*GEGEVEN TEKST*:
++++++++++

Vakantiegeld 2025 voor onderwijs

Op 26 mei 2025 krijgen de statutaire onderwijspersoneelsleden hun vakantiegeld. Hier lees je er meer over.
Op 26 mei 2025 krijgen de statutaire onderwijspersoneelsleden hun vakantiegeld. Hier lees je er meer over.
Op 26 mei 2025 krijgen de statutaire onderwijspersoneelsleden hun vakantiegeld. Het raamakkoord, afgesloten tussen de overheidsvakbonden en de Vlaamse regering in november 2012, had tot gevolg dat tussen 2014 en 2020 het vakantiegeld voor een groot aantal personeelsleden verminderd werd, maar ook dat die vermindering gecompenseerd werd door een verhoging van de eindejaarstoelage. Daar kwam dankzij cao XI een einde aan.

++++++++++

*FRAGMENTEN UIT GEGEVENS*:
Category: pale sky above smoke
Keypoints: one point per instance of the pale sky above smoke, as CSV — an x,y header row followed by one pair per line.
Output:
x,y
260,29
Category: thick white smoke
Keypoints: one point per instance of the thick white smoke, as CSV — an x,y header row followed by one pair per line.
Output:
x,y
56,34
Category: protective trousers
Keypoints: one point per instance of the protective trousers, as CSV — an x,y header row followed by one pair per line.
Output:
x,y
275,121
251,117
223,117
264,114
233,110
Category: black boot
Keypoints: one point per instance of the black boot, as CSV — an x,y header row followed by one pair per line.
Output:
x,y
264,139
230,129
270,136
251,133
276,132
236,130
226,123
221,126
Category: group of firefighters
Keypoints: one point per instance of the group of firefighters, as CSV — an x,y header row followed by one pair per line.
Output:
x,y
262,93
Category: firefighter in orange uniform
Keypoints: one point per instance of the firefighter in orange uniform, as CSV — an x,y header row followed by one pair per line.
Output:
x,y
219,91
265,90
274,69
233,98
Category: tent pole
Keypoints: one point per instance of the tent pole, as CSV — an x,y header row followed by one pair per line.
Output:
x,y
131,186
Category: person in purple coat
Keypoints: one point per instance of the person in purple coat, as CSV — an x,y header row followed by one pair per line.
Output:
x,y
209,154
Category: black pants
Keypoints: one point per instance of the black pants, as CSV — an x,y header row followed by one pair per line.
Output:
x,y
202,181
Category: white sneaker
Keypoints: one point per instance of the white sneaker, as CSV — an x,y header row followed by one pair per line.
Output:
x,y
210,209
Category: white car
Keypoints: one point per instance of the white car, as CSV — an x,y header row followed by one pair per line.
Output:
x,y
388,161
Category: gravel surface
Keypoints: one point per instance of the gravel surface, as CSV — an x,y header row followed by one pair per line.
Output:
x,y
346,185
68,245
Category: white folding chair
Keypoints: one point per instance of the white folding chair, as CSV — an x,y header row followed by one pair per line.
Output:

++++++++++

*OPDRACHTOMSCHRIJVING*: Herhaal woordelijk het gedeelte van de gegeven tekst tussen "Vakantiegeld 2025 voor" en "een einde aan.", beide grenzen inbegrepen.

*RESULTAAT*:
Vakantiegeld 2025 voor onderwijs

Op 26 mei 2025 krijgen de statutaire onderwijspersoneelsleden hun vakantiegeld. Hier lees je er meer over.
Op 26 mei 2025 krijgen de statutaire onderwijspersoneelsleden hun vakantiegeld. Hier lees je er meer over.
Op 26 mei 2025 krijgen de statutaire onderwijspersoneelsleden hun vakantiegeld. Het raamakkoord, afgesloten tussen de overheidsvakbonden en de Vlaamse regering in november 2012, had tot gevolg dat tussen 2014 en 2020 het vakantiegeld voor een groot aantal personeelsleden verminderd werd, maar ook dat die vermindering gecompenseerd werd door een verhoging van de eindejaarstoelage. Daar kwam dankzij cao XI een einde aan.